Exclude the pictures and reproduce the remaining data exactly as written.

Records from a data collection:
##########

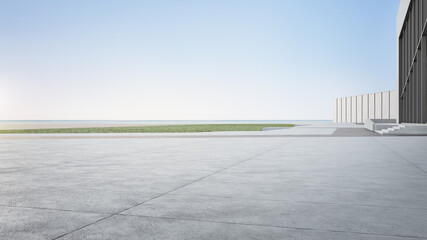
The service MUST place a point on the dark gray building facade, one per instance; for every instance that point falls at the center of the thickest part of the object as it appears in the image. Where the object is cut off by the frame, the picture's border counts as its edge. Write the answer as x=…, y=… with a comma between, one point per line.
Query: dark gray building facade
x=412, y=61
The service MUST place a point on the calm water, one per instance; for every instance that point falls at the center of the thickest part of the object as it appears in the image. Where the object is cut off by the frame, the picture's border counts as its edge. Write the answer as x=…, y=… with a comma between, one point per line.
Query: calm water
x=157, y=122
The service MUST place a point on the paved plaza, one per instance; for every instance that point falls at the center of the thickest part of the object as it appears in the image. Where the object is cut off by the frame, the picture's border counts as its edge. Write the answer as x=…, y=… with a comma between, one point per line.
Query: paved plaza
x=295, y=187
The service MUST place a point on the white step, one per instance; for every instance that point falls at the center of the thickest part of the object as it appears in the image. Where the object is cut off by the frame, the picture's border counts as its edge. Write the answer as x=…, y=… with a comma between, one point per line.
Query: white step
x=391, y=129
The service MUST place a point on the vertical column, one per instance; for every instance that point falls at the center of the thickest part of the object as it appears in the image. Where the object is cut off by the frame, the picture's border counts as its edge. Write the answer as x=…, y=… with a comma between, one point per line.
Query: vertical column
x=423, y=81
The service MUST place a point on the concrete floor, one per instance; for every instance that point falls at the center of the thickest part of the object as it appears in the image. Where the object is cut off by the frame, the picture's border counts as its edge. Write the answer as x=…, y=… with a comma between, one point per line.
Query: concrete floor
x=214, y=188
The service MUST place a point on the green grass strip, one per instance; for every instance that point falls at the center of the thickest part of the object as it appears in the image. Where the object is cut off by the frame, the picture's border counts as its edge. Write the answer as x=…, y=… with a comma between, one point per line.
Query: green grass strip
x=154, y=129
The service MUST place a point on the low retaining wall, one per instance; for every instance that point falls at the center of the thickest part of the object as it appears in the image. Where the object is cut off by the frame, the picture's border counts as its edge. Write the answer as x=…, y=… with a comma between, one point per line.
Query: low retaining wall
x=356, y=109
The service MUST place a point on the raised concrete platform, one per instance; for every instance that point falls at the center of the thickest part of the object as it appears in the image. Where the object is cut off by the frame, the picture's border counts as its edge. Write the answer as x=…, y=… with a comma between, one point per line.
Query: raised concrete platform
x=214, y=188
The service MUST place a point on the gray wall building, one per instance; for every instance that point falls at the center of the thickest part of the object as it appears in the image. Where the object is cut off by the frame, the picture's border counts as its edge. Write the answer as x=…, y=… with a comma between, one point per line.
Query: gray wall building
x=408, y=104
x=412, y=61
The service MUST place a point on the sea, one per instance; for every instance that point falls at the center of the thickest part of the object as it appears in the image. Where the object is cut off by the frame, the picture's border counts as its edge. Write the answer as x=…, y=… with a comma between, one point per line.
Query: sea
x=162, y=122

##########

**THE COMPLETED TASK:**
The service MUST place a point on the dark gray building facade, one per instance; for every instance that point falls at the center of the thickest part of the object as it appears in the image. Where the object is cut off by the frame, the picture's border counts as its edge. Write the answer as x=…, y=… with a comma between, one point per line.
Query: dark gray building facade
x=412, y=61
The service MUST place a point on the calm water, one per instance; for every instance that point falls at the center of the thickest part of the object as it appears in the image. Where the object is cut off by the frame, the picture's border counts as its edge. Write the answer as x=…, y=… with a comma between, one point per line.
Query: calm water
x=157, y=122
The service MUST place a point on the paved plaza, one per instance; for every instance that point falls at the center of the thickest part of the object as it appears in the image. Where the object is cut off by the frame, the picture's border counts as its edge. Write the answer as x=…, y=… with a comma between, one point per line.
Query: paved plaza
x=295, y=187
The service MUST place a point on the white step, one per instance; for every instance that point falls at the center of the thickest part of the object as it appears in the image. Where the object is cut off by the frame, the picture's border counts as its edge. Write the answer as x=…, y=… with a comma between, one point per line.
Query: white step
x=391, y=129
The service MUST place a point on the vertical column, one per instance; for every instance that point falls at the center of the thickest part of the object as it appears in the image. Where the object is cut off by the frame, the picture's border counts as its edge. Write the answer as x=…, y=… with a comma between, one point per line.
Query: vertical column
x=423, y=81
The service MUST place a point on the concrete floor, one per instance; for every instance that point falls at the center of the thickest part of the object as it appears in the image. Where the object is cut off by the frame, the picture's border counts as its edge. Write the answer as x=…, y=… with a comma between, one point per line.
Query: concrete floor
x=214, y=188
The service MUST place a point on the green grass strip, one per instance; for every instance that point falls at the center of the thickest part of the object as it appears in the image. Where the object is cut off by the frame, the picture's border counts as its edge. Write the answer as x=…, y=… with a comma between, one point per line.
Query: green grass strip
x=154, y=129
The service MUST place a point on the low retaining wall, one per instance; for every instance that point falls at the center of the thickest part of the object as it appears in the image. Where the object is cut off by the frame, the picture's border counts as its edge. Write the answer as x=…, y=… with a comma between, one point per line.
Query: low retaining wall
x=356, y=109
The service MUST place a point on the raised concrete platform, one per instance; for every instance that point falls at the center of the thickest part of the object as it appears in the image. Where the object is cut off by the frame, the picture's border counts as its edge. Write the answer as x=…, y=… with a comma between, one point per line.
Query: raised concrete platform
x=214, y=188
The service MUST place a point on the gray wall building, one per instance; for every instance that point falls at the center of the thickest part of the object as it appears in the image. Where the object is cut off by the frame, the picture's border counts as its edge. Write the answer as x=…, y=… with a comma between, one point per line.
Query: gray wall building
x=408, y=104
x=412, y=61
The service MUST place a point on the sea, one per instance; for every instance that point falls at the center of the thickest part of the object as it appears in the image. Where the object is cut off by the frame, the picture's border counts as its edge. Write the answer as x=…, y=… with a comma between, one point per line.
Query: sea
x=162, y=122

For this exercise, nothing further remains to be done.